Exercise directions: Each entry is to be given again word for word; images are dropped.
══ Data for processing
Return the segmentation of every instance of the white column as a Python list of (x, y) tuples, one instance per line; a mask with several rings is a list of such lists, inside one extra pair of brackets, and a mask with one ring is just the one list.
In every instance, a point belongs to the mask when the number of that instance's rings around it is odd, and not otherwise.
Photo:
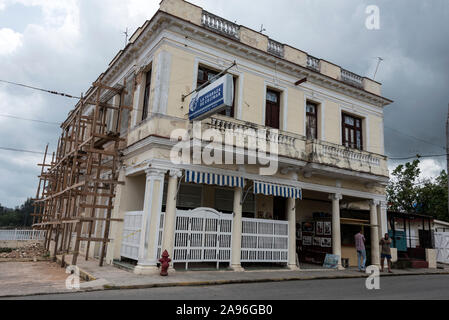
[[(387, 218), (387, 202), (381, 201), (380, 205), (377, 206), (377, 221), (379, 223), (378, 232), (379, 238), (382, 239), (388, 232), (388, 218)], [(388, 261), (385, 260), (384, 267), (388, 268)]]
[(380, 267), (379, 225), (377, 221), (378, 201), (370, 201), (371, 220), (371, 264)]
[(167, 205), (164, 220), (164, 236), (162, 240), (162, 252), (168, 251), (173, 260), (175, 247), (175, 228), (176, 228), (176, 202), (178, 199), (178, 179), (182, 177), (182, 171), (170, 170), (167, 187)]
[(343, 270), (341, 265), (341, 232), (340, 232), (340, 200), (343, 199), (341, 194), (330, 195), (332, 200), (332, 253), (339, 256), (338, 269)]
[(240, 258), (242, 256), (242, 188), (234, 189), (234, 220), (232, 221), (232, 258), (231, 268), (242, 272)]
[(162, 196), (166, 170), (148, 169), (145, 185), (144, 213), (140, 235), (139, 262), (136, 274), (152, 274), (157, 268), (158, 221), (162, 209)]
[(299, 270), (296, 264), (296, 199), (287, 200), (288, 217), (288, 268)]
[(379, 223), (379, 240), (388, 233), (388, 218), (387, 218), (387, 202), (381, 201), (377, 207), (377, 221)]

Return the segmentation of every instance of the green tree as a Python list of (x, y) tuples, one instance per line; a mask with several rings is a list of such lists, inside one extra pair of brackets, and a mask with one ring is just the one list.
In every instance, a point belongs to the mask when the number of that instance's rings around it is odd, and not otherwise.
[(0, 206), (0, 227), (2, 228), (23, 228), (31, 227), (34, 212), (33, 201), (27, 199), (20, 207), (9, 209)]
[(399, 165), (387, 186), (389, 209), (419, 213), (449, 221), (448, 175), (442, 171), (436, 179), (419, 182), (419, 160)]
[(387, 198), (390, 210), (397, 212), (415, 212), (418, 194), (417, 180), (421, 173), (419, 160), (399, 165), (392, 172), (387, 186)]
[(448, 181), (446, 171), (432, 181), (427, 179), (417, 194), (417, 212), (431, 215), (438, 220), (449, 221), (447, 207)]

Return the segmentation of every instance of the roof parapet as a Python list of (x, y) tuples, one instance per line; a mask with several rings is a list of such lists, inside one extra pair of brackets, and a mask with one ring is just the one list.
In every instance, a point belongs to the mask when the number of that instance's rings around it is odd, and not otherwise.
[(299, 49), (270, 39), (260, 32), (209, 13), (187, 1), (162, 0), (160, 10), (355, 88), (381, 96), (382, 85), (372, 79), (357, 75), (326, 60), (310, 56)]

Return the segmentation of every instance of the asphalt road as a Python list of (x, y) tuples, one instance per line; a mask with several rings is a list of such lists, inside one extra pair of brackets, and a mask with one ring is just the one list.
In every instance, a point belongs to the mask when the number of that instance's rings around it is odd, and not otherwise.
[(312, 280), (204, 287), (152, 288), (45, 295), (22, 299), (55, 300), (333, 300), (449, 299), (449, 275), (381, 278), (380, 290), (365, 279)]

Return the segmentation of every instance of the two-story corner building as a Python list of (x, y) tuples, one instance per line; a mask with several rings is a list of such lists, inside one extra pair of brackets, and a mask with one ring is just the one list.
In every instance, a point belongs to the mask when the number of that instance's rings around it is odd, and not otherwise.
[[(193, 131), (189, 94), (234, 62), (227, 71), (233, 108), (202, 120), (200, 130), (277, 129), (272, 175), (260, 174), (261, 162), (171, 161), (174, 130)], [(379, 264), (389, 179), (383, 109), (392, 102), (379, 83), (183, 0), (163, 0), (100, 79), (126, 83), (125, 97), (107, 99), (133, 106), (122, 118), (125, 184), (116, 188), (109, 263), (134, 260), (136, 273), (150, 273), (167, 250), (175, 264), (234, 270), (248, 263), (296, 269), (297, 253), (304, 262), (333, 253), (354, 264), (353, 236), (365, 226)], [(360, 206), (370, 214), (347, 210)], [(98, 255), (98, 246), (88, 254)]]

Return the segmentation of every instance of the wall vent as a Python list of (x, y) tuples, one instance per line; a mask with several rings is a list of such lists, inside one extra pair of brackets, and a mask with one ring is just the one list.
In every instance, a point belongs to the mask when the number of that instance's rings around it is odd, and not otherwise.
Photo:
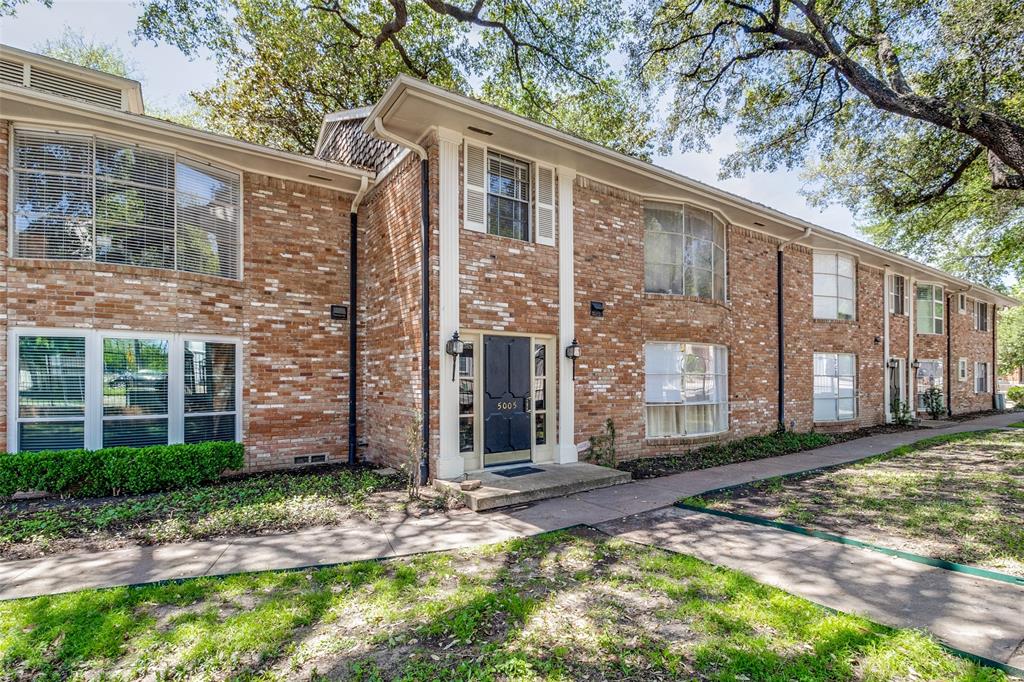
[(96, 83), (89, 83), (78, 78), (43, 69), (31, 69), (29, 72), (29, 87), (106, 107), (122, 108), (121, 90), (119, 88), (97, 85)]
[(24, 85), (25, 65), (21, 62), (12, 62), (7, 59), (0, 59), (0, 83)]

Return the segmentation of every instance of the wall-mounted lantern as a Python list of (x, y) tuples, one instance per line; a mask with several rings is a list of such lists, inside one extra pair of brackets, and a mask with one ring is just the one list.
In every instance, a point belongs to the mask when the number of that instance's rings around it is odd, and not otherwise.
[(576, 360), (583, 355), (583, 346), (580, 345), (576, 337), (573, 337), (572, 343), (565, 347), (565, 357), (572, 360), (572, 380), (576, 381)]
[(900, 366), (900, 361), (899, 360), (895, 360), (895, 359), (890, 359), (889, 362), (887, 362), (885, 364), (889, 366), (889, 369), (898, 369), (899, 366)]
[(914, 369), (921, 369), (921, 361), (914, 360), (912, 363), (910, 363), (910, 366), (913, 367)]
[(452, 338), (444, 344), (444, 352), (452, 356), (452, 381), (455, 381), (455, 369), (459, 365), (459, 356), (466, 350), (466, 344), (459, 338), (459, 333), (452, 334)]

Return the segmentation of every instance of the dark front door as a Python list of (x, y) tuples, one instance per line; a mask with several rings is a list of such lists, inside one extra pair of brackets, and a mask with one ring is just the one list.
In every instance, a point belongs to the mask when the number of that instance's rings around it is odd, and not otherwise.
[(530, 339), (484, 336), (484, 466), (530, 460)]

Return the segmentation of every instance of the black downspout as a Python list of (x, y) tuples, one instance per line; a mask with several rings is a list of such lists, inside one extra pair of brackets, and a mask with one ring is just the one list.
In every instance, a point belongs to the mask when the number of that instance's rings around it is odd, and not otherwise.
[[(953, 297), (949, 296), (946, 298), (946, 416), (953, 416), (953, 368), (950, 367), (950, 363), (953, 362), (953, 329), (950, 327), (951, 315), (949, 307), (953, 303)], [(957, 368), (957, 376), (959, 376), (959, 368)]]
[(992, 304), (992, 409), (998, 407), (996, 402), (996, 390), (999, 387), (999, 369), (996, 365), (996, 320), (999, 316), (996, 315), (996, 304)]
[(779, 431), (786, 430), (786, 337), (782, 314), (782, 249), (776, 265), (776, 303), (779, 326)]
[(420, 243), (423, 262), (420, 269), (420, 400), (423, 404), (420, 438), (420, 483), (430, 480), (430, 160), (420, 161)]
[(349, 219), (348, 232), (348, 463), (356, 463), (356, 376), (359, 369), (359, 354), (356, 352), (356, 246), (359, 218), (353, 211)]

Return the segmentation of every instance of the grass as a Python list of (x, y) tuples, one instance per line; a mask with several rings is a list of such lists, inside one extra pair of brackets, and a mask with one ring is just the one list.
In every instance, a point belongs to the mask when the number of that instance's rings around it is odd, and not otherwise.
[(472, 551), (0, 603), (0, 679), (963, 680), (923, 633), (558, 532)]
[(324, 468), (92, 502), (8, 503), (0, 508), (0, 556), (331, 525), (394, 505), (402, 496), (383, 493), (401, 486), (369, 469)]
[(1015, 429), (1024, 429), (1024, 422), (1014, 422), (1010, 426)]
[(685, 501), (1024, 575), (1017, 433), (936, 436), (841, 468)]

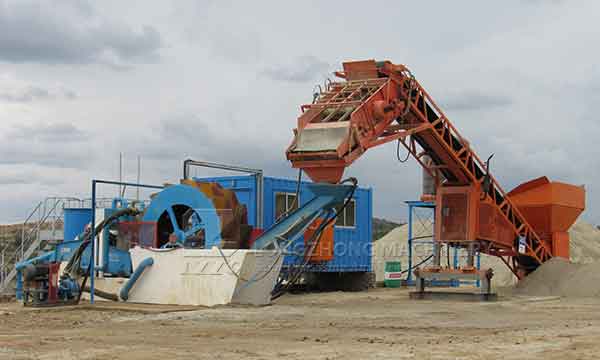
════
Exercise answer:
Return the segmentation of every instance of the white column as a Python list of (x, y) tuples, one instance per line; a mask with several rings is a list of such lists, inside one extra pair of brackets, and a mask with one ring is just the one list.
In every instance, a point belongs to the mask when the number of that instance's rings around it is odd, and not otherwise.
Photo:
[[(387, 218), (387, 202), (381, 201), (380, 205), (377, 206), (377, 221), (379, 223), (378, 232), (379, 238), (382, 239), (388, 232), (388, 218)], [(388, 261), (385, 260), (384, 267), (388, 268)]]
[(380, 267), (379, 225), (377, 221), (378, 201), (370, 201), (371, 220), (371, 264)]
[(167, 205), (164, 220), (164, 236), (162, 240), (162, 252), (168, 251), (173, 260), (175, 247), (175, 228), (176, 228), (176, 202), (178, 199), (178, 179), (182, 177), (182, 171), (170, 170), (167, 187)]
[(343, 270), (341, 265), (341, 232), (340, 232), (340, 200), (343, 199), (341, 194), (330, 195), (332, 200), (332, 253), (339, 256), (338, 269)]
[(240, 258), (242, 256), (242, 188), (234, 189), (234, 220), (232, 221), (232, 258), (231, 268), (242, 272)]
[(162, 196), (166, 170), (148, 169), (145, 185), (144, 213), (140, 235), (139, 262), (136, 274), (152, 274), (157, 268), (158, 221), (162, 209)]
[(299, 270), (296, 264), (296, 199), (287, 200), (288, 217), (288, 268)]
[(379, 223), (379, 240), (388, 233), (388, 218), (387, 218), (387, 202), (381, 201), (377, 207), (377, 221)]

Return the segmentation of every instance of the green tree as a Python list of (x, y) tuples, one instance per line; a mask with several rings is a list of such lists, inside one extra pair of brackets, and a mask with one ring is just the one list.
In every instance, a point belongs to the mask when the number of that instance's rings around it is odd, and not otherwise.
[(0, 206), (0, 227), (2, 228), (23, 228), (31, 227), (34, 212), (33, 201), (27, 199), (20, 207), (9, 209)]
[(399, 165), (387, 186), (389, 209), (419, 213), (449, 221), (448, 175), (442, 171), (436, 179), (419, 182), (419, 160)]
[(387, 198), (390, 210), (397, 212), (415, 212), (418, 194), (417, 180), (421, 173), (419, 160), (399, 165), (392, 172), (387, 186)]
[(448, 181), (446, 171), (432, 181), (427, 179), (417, 194), (417, 212), (431, 215), (438, 220), (449, 221), (447, 207)]

Return the segmentation of every instance of the roof parapet as a Python list of (x, y) tuples, one instance per line; a mask with several rings is a list of such lists, inside one extra pair of brackets, and a mask with one ring is just the one list.
In every instance, a point belongs to the mask when the number of that instance's rings around it is odd, and not otherwise.
[(299, 49), (270, 39), (260, 32), (209, 13), (187, 1), (162, 0), (160, 10), (355, 88), (381, 96), (382, 85), (372, 79), (357, 75), (326, 60), (310, 56)]

Return the segmentation of every instance of the asphalt road as a Python list of (x, y) tuples, one instance per line; a mask with several rings is a list of such lists, inside one extra pair of brackets, and a mask with one ring is just the one list.
In every instance, a point belongs to the mask when the number of that instance's rings around it is odd, and not otherwise.
[(312, 280), (204, 287), (152, 288), (45, 295), (22, 299), (55, 300), (333, 300), (449, 299), (449, 275), (381, 278), (380, 290), (365, 279)]

Return the segmentation of every instance of the two-story corner building as a Python list of (x, y) tuples, one instance per line; a mask with several rings is a list of such lists, inside one extra pair of brackets, and a mask with one ring is just the one list.
In every instance, a point belongs to the mask when the number of that instance's rings around it is odd, and not otherwise.
[[(193, 131), (189, 94), (234, 62), (227, 71), (233, 108), (202, 120), (200, 130), (277, 129), (272, 175), (260, 174), (261, 162), (171, 161), (174, 130)], [(379, 264), (389, 179), (383, 109), (392, 102), (379, 83), (183, 0), (163, 0), (100, 79), (126, 83), (125, 97), (107, 99), (133, 106), (122, 118), (125, 184), (116, 188), (109, 263), (134, 260), (136, 273), (150, 273), (167, 250), (175, 264), (234, 270), (248, 263), (296, 269), (297, 253), (304, 262), (333, 253), (354, 264), (353, 236), (365, 226)], [(360, 206), (370, 214), (347, 210)], [(98, 255), (98, 246), (88, 254)]]

Return the segmentation of every instance of the wall vent as a Python list of (x, y) tuples, one instance per line; a mask with several rings is a list of such lists, inside one extra pair of brackets, and a mask with one ring is just the one list.
In every instance, a point belongs to the mask when the number of that instance's rings around it is odd, and not otherwise.
Photo:
[(96, 83), (89, 83), (78, 78), (43, 69), (31, 69), (29, 72), (29, 87), (106, 107), (122, 108), (121, 90), (119, 88), (97, 85)]
[(24, 85), (25, 65), (21, 62), (12, 62), (7, 59), (0, 59), (0, 83)]

Return the segmentation of every instance of the wall-mounted lantern as a Python list of (x, y) tuples, one instance per line; a mask with several rings is a list of such lists, inside one extra pair of brackets, and a mask with one ring is just the one list.
In every instance, a point belongs to the mask when the number of that instance's rings around it is odd, and not otherwise.
[(576, 360), (583, 355), (583, 346), (580, 345), (576, 337), (573, 337), (572, 343), (565, 347), (565, 357), (572, 360), (572, 380), (576, 381)]
[(900, 366), (900, 361), (899, 360), (895, 360), (895, 359), (890, 359), (889, 362), (887, 362), (885, 364), (889, 366), (889, 369), (898, 369), (899, 366)]
[(914, 369), (921, 369), (921, 361), (914, 360), (912, 363), (910, 363), (910, 366), (913, 367)]
[(452, 338), (444, 344), (444, 352), (452, 356), (452, 381), (455, 381), (455, 369), (459, 365), (459, 356), (466, 350), (466, 344), (459, 338), (459, 333), (452, 334)]

Return the segmentation of every instance of the dark front door as a Python list of (x, y) tuples, one instance per line; a mask with several rings is a list of such lists, inside one extra pair of brackets, and a mask with one ring is just the one list.
In every instance, a point belongs to the mask when the number of that instance's rings around it is odd, and not otherwise.
[(530, 339), (484, 336), (484, 466), (530, 460)]

Return the segmentation of every instance of the black downspout as a Python list of (x, y) tuples, one instance per line; a mask with several rings is a list of such lists, inside one extra pair of brackets, and a mask with one ring is just the one list.
In every instance, a point belongs to the mask when the number of that instance's rings around it is odd, and not otherwise.
[[(953, 297), (949, 296), (946, 298), (946, 416), (953, 416), (953, 368), (950, 367), (950, 363), (953, 362), (953, 329), (950, 327), (951, 315), (949, 307), (953, 303)], [(957, 368), (957, 376), (959, 376), (959, 368)]]
[(992, 304), (992, 409), (998, 407), (996, 402), (996, 390), (999, 387), (999, 369), (996, 365), (996, 320), (999, 316), (996, 315), (996, 304)]
[(779, 431), (786, 430), (786, 337), (782, 314), (782, 249), (776, 265), (776, 303), (779, 326)]
[(420, 243), (423, 262), (420, 269), (420, 400), (423, 404), (420, 438), (420, 483), (430, 480), (430, 160), (420, 161)]
[(349, 219), (348, 232), (348, 463), (356, 463), (356, 376), (359, 369), (359, 354), (356, 352), (356, 246), (359, 218), (353, 211)]

Return the segmentation of every instance of the grass as a Python list of (x, y) tuples, one instance per line; a mask with several rings is a list of such lists, inside one extra pair of brackets, and a mask with one ring is just the one list.
In every instance, a point belongs to the mask when the number of that instance's rings around it is odd, and not otherwise.
[(472, 551), (0, 603), (0, 679), (963, 680), (923, 633), (558, 532)]
[(324, 468), (92, 502), (8, 503), (0, 508), (0, 556), (331, 525), (394, 505), (402, 496), (383, 493), (401, 486), (369, 469)]
[(1015, 429), (1024, 429), (1024, 422), (1014, 422), (1010, 426)]
[(685, 501), (1024, 575), (1017, 433), (936, 436), (841, 468)]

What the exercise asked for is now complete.